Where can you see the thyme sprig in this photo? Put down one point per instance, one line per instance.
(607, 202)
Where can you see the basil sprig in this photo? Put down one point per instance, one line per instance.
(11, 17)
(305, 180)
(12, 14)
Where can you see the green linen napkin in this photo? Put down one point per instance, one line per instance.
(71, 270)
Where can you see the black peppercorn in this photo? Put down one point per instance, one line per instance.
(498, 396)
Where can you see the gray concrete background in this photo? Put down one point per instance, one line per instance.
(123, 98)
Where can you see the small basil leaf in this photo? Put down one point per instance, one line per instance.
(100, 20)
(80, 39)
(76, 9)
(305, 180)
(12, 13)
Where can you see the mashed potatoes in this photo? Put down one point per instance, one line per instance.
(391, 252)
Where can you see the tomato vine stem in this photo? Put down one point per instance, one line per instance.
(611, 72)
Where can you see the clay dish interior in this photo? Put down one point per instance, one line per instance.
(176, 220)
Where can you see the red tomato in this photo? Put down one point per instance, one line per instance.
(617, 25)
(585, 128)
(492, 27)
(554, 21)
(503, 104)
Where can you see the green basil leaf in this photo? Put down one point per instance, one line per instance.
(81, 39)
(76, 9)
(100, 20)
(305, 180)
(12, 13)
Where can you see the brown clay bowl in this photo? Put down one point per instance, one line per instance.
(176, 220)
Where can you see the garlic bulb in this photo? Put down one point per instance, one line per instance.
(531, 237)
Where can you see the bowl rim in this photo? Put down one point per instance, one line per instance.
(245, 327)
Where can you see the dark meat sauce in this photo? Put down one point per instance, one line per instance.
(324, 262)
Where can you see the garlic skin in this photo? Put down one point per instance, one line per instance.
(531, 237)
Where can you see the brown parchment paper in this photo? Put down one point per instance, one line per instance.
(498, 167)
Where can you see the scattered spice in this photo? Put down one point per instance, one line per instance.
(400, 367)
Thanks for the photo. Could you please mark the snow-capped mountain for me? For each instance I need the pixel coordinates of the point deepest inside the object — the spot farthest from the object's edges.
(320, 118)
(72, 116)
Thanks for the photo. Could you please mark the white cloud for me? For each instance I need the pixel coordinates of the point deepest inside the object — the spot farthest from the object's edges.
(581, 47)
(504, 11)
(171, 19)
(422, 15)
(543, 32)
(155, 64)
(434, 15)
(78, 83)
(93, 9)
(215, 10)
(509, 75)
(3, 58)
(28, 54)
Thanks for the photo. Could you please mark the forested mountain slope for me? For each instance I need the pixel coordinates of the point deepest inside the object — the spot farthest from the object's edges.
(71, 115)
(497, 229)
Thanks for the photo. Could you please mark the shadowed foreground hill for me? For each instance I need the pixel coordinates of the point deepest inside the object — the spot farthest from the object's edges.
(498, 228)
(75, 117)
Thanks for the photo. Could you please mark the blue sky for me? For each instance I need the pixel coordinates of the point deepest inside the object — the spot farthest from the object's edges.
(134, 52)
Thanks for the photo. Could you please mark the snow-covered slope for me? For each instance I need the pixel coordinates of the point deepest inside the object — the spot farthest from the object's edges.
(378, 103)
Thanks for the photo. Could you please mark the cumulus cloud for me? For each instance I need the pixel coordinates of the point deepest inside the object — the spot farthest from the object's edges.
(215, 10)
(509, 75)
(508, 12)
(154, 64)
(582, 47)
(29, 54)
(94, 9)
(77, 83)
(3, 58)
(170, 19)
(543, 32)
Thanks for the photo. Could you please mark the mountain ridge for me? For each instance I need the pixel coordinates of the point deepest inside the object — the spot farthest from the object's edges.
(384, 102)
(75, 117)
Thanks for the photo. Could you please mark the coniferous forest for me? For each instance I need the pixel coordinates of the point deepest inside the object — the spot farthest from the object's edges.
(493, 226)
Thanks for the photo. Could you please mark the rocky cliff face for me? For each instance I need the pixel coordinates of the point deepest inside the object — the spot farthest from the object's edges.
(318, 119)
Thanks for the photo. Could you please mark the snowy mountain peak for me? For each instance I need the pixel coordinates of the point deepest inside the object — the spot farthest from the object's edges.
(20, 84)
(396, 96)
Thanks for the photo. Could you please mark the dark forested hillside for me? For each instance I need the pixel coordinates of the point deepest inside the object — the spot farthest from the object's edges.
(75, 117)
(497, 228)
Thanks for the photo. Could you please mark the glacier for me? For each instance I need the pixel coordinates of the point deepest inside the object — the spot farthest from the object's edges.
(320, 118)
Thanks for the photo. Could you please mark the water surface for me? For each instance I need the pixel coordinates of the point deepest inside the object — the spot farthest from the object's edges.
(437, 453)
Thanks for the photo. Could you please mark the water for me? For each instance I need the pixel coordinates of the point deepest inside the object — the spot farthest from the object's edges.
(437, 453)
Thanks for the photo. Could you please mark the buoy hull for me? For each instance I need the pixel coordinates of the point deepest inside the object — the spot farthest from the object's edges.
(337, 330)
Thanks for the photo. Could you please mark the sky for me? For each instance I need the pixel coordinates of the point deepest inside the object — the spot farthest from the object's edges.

ACTIVITY
Each entry above needs to be output exactly as written.

ANSWER AREA
Where can you see the thyme sprig in this photo? Put down one point per instance, one line per instance.
(607, 202)
Where can you see the basil sprig in this photo? Put down one point per instance, one line per instance.
(11, 17)
(305, 180)
(12, 14)
Where can you see the green linen napkin in this photo? Put down one point per instance, one line per instance.
(71, 270)
Where can you see the black peppercorn in this photo? Put down one point per instance, one line per instance.
(498, 396)
Where can you see the gray concrete background in this photo? Put down one point per instance, one line per instance.
(123, 98)
Where can you see the small basil leaf in this photo? Put down one point per instance, one line per instance.
(100, 20)
(80, 39)
(76, 9)
(305, 180)
(12, 13)
Where can you see the mashed potatoes in this photo? Put down one point per instance, one line per instance.
(391, 252)
Where can you see the tomato vine stem in this photo? Put down one point per instance, one line per instance.
(611, 72)
Where can you see the clay dish interior in this photo? Put down one point per instance, one line per instance.
(176, 220)
Where can you see the red tomato in this photo? Put down one point per instance, one line per instance.
(617, 25)
(585, 128)
(492, 27)
(554, 21)
(503, 104)
Where can you see the green basil leaf in this photo? Put down one point per instance, one line per instance.
(81, 39)
(76, 9)
(100, 20)
(305, 180)
(12, 13)
Where can you see the brown clay bowl in this photo? Put down one point per instance, one line per instance.
(176, 220)
Where can you see the garlic bulb in this photo? Put down one point per instance, one line per instance.
(531, 237)
Where can you see the bowl rim in this photo? Put down one point per instance, one line per instance.
(245, 327)
Where can you see the dark meat sauce in this photo? Put down one point per instance, one line per instance.
(324, 262)
Where can you see the garlic skin in this photo? Put down one point per instance, one line per instance.
(531, 237)
Where can you see the brown parchment paper in this photo? Put down one point per instance, one line per instance.
(498, 167)
Where can you see the scattered spice in this photo? Put down one point per instance, one line per instance.
(400, 367)
Thanks for the photo. Could you please mark the snow-capped mountain for me? For each instance I need the pixel coordinates of the point deepest inside the object — the spot farthest from the object's edges.
(320, 118)
(72, 116)
Thanks for the photo. Could you please mark the white cloud for me? For each instance I need the pixel coordinates of the point deepest inside the object — the spot farthest from the object's edges.
(581, 47)
(504, 11)
(171, 19)
(422, 15)
(543, 32)
(155, 64)
(434, 15)
(78, 83)
(93, 9)
(215, 10)
(509, 75)
(3, 58)
(28, 54)
Thanks for the photo. Could you please mark the forested mountain slope for me? For each instance I need the pixel coordinates of the point deepest inside the object — the spot farthest from the object's edges.
(71, 115)
(497, 229)
Thanks for the photo. Could you please mark the shadowed foreground hill for me? For each instance I need the pixel coordinates of the point deepest inside the object — the spot farthest from the object's edges.
(498, 228)
(75, 117)
Thanks for the photo. Could you please mark the blue sky for me? For each instance I need the pixel coordinates of the point deepest inside the object — the spot farthest from the object's edges.
(134, 52)
Thanks for the photo. Could you please mark the snow-covered slope for me? For each instance I need the pixel coordinates of the point deepest inside the object — the spot farthest from the object's edges.
(378, 103)
Thanks for the photo. Could you please mark the cumulus cloud for me? For each instance I need the pixel coordinates of the point deepest inside the object — the spot farthest from the object's edges.
(215, 10)
(509, 75)
(508, 12)
(154, 64)
(582, 47)
(29, 54)
(94, 9)
(77, 83)
(3, 58)
(170, 19)
(543, 32)
Thanks for the photo. Could you please mark the mountain ridge for me? For each instance I need the pixel coordinates of the point deepest inside the object — the spot farthest from the object's edges.
(384, 102)
(75, 117)
Thanks for the photo. Could you please mark the coniferous forest for me? For each instance I need the pixel coordinates of the point deepest inside the object — the spot farthest from the object's edges.
(493, 226)
Thanks for the photo. Could you please mark the rocky cliff face for me? For each instance I need the pixel coordinates of the point deepest inside the object — the spot farthest from the object's edges.
(318, 119)
Thanks for the photo. Could you please mark the snowy mountain peak for me? For each instance I need the pixel coordinates of the point deepest inside the object — the spot farthest from the object's edges.
(20, 84)
(396, 96)
Thanks for the photo. Could you please mark the dark forested hillside for me? For each instance I need the pixel coordinates of the point deepest inside the object — the spot farthest from the object's edges.
(75, 117)
(497, 228)
Thanks for the photo. Could you please mark the glacier for me? For each instance I need the pixel coordinates of the point deepest inside the object — the spot farthest from the object's edges.
(320, 118)
Thanks for the photo. Could you please mark the water surface for me? For each instance I need the pixel coordinates of the point deepest inside the object — the spot farthest from the object's edges.
(437, 453)
Thanks for the photo. Could you please mark the water for me? For each instance I need the pixel coordinates of the point deepest inside the object — the spot farthest from the object's edges.
(437, 453)
Thanks for the photo. Could you please mark the buoy hull for me? For each instance I need the pixel coordinates of the point deepest inside the object — the spot farthest from the object's edges.
(337, 330)
Thanks for the photo. Could you please mark the sky for me? For each instance I need the pixel coordinates of the point deepest inside the object — the spot farthest from the object's edges.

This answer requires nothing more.